» **Short exercise**
Filter the material below, keeping each line that contains the word "clock" and dropping all others. Matching is case-sensitive.

» **Source material**
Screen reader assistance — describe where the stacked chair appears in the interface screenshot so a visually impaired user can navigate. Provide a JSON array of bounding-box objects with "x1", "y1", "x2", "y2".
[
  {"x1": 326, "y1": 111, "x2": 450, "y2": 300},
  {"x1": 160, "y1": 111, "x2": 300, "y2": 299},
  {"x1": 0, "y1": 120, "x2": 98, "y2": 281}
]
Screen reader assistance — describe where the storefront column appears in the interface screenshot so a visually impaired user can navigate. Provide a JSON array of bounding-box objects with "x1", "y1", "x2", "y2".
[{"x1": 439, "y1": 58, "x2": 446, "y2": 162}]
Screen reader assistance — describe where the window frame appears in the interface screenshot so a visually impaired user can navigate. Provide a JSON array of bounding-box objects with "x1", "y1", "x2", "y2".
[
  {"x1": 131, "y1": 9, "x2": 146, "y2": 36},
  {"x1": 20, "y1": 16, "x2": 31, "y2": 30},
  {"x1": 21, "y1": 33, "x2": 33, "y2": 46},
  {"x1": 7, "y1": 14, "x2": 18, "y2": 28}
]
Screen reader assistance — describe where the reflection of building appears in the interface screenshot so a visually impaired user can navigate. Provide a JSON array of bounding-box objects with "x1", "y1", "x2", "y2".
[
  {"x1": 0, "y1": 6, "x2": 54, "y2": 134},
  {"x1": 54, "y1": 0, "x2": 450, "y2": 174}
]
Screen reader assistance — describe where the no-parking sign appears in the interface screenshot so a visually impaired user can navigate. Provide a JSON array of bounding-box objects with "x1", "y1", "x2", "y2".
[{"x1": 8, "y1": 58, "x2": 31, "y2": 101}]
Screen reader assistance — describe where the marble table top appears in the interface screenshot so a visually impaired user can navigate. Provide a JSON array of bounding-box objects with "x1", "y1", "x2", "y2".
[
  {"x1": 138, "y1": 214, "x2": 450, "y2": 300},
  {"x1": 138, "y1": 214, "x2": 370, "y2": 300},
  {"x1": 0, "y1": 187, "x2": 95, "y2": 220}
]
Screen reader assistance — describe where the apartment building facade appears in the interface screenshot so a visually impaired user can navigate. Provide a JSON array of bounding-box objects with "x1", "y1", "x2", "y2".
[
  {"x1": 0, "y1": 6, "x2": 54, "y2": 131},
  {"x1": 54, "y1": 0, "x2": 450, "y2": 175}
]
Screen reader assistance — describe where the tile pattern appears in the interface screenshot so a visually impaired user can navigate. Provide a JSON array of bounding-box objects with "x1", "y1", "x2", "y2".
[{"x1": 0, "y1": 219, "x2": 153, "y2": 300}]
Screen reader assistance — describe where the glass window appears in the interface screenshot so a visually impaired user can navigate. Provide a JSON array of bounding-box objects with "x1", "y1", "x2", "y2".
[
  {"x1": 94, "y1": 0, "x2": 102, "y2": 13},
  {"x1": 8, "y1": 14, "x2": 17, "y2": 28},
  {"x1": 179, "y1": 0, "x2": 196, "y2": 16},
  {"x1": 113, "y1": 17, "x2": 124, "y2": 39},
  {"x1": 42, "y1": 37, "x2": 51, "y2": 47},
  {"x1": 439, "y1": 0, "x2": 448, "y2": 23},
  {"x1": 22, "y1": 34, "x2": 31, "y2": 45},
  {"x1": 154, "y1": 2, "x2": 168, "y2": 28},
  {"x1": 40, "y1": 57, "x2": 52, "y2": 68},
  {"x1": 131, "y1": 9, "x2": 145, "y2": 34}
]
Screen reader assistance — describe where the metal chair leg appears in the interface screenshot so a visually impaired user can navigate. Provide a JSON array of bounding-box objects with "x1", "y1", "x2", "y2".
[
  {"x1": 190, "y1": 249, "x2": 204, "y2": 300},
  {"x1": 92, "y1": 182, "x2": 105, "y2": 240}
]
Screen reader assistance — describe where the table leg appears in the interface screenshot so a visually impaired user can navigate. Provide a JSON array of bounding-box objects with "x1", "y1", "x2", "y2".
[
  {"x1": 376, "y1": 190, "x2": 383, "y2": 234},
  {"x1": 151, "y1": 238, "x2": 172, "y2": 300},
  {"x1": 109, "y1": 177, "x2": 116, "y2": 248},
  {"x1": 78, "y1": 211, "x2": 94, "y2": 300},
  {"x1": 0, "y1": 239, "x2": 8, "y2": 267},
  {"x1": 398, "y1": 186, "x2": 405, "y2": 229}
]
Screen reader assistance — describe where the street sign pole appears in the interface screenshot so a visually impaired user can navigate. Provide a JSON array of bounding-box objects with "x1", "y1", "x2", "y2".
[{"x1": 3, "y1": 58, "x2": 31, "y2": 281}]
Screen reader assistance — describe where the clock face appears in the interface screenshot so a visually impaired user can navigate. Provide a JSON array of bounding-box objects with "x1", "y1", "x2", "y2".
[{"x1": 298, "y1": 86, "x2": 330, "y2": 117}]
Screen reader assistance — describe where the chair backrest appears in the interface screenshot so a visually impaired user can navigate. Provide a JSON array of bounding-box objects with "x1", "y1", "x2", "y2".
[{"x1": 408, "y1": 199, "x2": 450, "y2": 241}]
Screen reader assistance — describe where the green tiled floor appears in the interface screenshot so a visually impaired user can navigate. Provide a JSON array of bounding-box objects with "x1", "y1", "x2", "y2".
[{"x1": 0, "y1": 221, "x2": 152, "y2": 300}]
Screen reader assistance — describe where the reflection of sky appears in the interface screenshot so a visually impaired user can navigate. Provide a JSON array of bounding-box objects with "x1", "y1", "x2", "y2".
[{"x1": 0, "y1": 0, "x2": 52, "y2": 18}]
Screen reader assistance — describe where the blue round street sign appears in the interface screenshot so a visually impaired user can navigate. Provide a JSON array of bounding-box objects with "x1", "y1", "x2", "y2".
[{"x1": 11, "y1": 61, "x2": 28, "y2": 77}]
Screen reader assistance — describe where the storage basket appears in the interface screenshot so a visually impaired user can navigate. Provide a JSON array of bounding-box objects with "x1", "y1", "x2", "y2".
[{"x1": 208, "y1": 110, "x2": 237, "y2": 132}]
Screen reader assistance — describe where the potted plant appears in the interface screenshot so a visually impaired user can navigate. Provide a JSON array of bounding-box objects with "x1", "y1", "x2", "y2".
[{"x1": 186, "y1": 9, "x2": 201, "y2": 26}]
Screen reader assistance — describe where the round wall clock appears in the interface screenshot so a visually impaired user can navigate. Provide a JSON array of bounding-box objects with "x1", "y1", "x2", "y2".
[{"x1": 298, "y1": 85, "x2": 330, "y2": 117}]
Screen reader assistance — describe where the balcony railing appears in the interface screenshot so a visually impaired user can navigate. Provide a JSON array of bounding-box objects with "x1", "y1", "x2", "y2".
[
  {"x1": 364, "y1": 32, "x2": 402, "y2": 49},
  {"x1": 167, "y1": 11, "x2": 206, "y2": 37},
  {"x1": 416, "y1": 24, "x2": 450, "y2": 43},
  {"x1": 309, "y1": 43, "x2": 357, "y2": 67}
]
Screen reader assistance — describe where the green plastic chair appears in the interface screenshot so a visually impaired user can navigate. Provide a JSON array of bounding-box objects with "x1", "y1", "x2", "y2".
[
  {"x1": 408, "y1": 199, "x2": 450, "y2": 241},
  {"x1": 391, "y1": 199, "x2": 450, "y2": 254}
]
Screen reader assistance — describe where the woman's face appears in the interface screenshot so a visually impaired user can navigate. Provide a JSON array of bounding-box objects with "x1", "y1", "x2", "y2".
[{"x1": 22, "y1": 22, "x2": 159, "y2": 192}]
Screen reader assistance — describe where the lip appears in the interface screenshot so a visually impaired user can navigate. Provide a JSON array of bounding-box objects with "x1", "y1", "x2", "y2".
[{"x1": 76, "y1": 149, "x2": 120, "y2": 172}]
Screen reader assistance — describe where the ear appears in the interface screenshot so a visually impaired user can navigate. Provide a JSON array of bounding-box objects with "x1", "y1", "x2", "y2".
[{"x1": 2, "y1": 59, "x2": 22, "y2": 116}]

» **Full answer**
Screen reader assistance — describe where the clock face appears in the interface screenshot so a visually impaired user can navigate. Provide a JSON array of bounding-box objects with "x1", "y1", "x2", "y2".
Screen reader assistance — describe where the round wall clock appears in the interface screenshot so a visually impaired user can navigate. Provide a JSON array of bounding-box objects with "x1", "y1", "x2", "y2".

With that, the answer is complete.